▶ OBJECTIVE
Reproduce the records word for word, starting at the line that contains "Mark the gray armchair, one" and continuing through the final line of the records, with both of those lines included.

····················

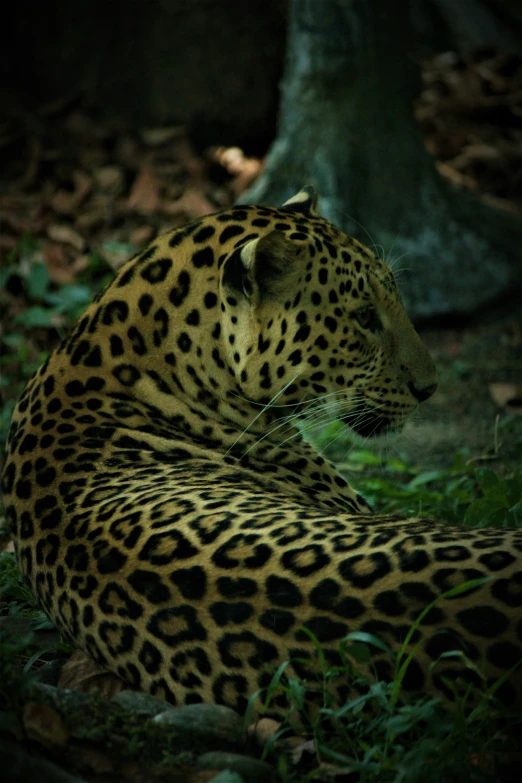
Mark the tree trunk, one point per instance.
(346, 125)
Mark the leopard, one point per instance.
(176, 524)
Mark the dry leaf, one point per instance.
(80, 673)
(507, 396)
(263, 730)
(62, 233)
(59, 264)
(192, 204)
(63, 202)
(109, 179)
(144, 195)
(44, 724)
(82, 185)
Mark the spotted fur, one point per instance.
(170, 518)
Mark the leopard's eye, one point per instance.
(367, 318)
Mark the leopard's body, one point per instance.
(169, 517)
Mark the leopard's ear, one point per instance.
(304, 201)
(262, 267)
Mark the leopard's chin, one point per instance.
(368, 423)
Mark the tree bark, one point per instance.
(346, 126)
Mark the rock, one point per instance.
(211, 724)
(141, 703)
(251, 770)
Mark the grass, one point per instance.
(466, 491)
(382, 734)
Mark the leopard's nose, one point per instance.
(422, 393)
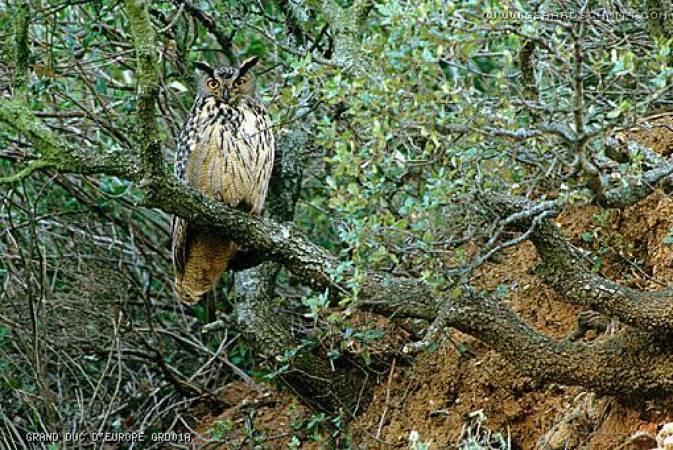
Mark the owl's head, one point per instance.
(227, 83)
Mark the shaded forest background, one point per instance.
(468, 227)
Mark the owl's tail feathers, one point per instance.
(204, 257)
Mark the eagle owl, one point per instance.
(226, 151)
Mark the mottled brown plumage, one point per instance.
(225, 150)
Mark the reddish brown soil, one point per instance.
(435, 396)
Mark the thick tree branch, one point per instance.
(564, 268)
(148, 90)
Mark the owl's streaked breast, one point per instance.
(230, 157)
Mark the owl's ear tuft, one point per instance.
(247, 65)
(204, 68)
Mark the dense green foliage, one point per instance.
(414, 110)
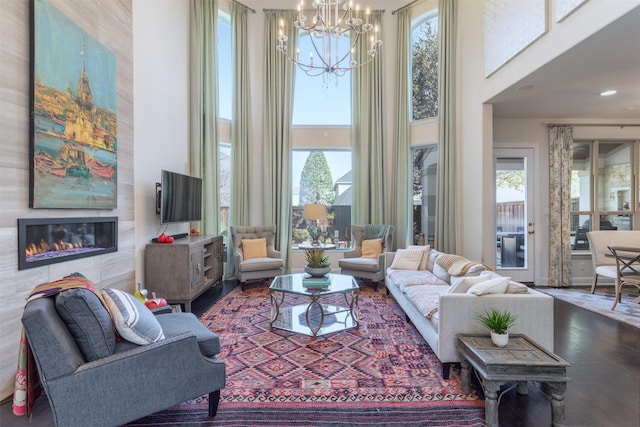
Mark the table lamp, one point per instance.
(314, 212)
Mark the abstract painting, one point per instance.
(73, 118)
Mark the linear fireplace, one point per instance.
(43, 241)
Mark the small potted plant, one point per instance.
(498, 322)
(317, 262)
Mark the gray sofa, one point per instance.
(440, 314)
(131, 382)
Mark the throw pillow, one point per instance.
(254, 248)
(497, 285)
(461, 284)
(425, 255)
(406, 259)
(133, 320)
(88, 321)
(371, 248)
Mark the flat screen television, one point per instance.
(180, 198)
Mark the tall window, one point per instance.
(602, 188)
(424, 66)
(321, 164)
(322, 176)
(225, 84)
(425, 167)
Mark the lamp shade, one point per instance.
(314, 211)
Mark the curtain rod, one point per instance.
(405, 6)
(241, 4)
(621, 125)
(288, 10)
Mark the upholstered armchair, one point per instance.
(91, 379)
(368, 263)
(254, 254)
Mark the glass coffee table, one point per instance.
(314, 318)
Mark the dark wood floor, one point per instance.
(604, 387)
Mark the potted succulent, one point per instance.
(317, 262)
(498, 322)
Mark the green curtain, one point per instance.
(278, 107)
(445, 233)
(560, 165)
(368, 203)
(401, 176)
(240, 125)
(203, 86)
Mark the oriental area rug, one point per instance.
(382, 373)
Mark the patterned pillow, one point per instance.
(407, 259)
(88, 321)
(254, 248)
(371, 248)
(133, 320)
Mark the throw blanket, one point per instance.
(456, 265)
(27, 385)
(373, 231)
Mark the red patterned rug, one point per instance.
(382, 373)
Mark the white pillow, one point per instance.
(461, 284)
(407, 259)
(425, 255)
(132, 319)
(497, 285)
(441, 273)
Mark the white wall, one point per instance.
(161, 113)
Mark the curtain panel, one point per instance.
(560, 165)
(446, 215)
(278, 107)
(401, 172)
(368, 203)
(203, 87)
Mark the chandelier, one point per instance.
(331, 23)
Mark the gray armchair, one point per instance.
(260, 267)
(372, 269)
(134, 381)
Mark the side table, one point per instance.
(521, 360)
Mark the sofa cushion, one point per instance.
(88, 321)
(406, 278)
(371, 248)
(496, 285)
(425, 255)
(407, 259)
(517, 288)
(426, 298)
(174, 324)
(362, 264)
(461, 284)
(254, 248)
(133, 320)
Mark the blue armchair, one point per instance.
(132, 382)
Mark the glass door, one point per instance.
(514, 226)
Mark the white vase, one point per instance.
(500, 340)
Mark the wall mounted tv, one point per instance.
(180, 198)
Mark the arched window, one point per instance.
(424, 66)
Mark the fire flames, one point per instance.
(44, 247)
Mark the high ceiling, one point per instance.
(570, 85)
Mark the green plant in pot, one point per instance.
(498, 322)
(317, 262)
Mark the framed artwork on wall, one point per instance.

····················

▶ EXERCISE ANSWER
Mark the gray armchair, one point per instance.
(260, 267)
(372, 269)
(134, 381)
Mark the side table, one point per instance.
(521, 360)
Mark the sofa cushion, one point per instance.
(88, 321)
(406, 278)
(371, 248)
(496, 285)
(425, 255)
(407, 259)
(517, 288)
(426, 298)
(174, 324)
(362, 264)
(461, 284)
(254, 248)
(133, 320)
Mark the blue armchair, one point per instance.
(132, 382)
Mark the glass door, one point per instance.
(514, 226)
Mark the white vase, one point per instance.
(500, 340)
Mark the wall mounted tv, one point per instance.
(180, 198)
Mark the arched window, one point per instance.
(424, 66)
Mark the fire flames, one point per instance.
(44, 247)
Mark the high ceiling, one point per instance.
(570, 85)
Mark the green plant in pot, one point per instance.
(498, 322)
(317, 262)
Mark the framed artwork on wall, one point per instance.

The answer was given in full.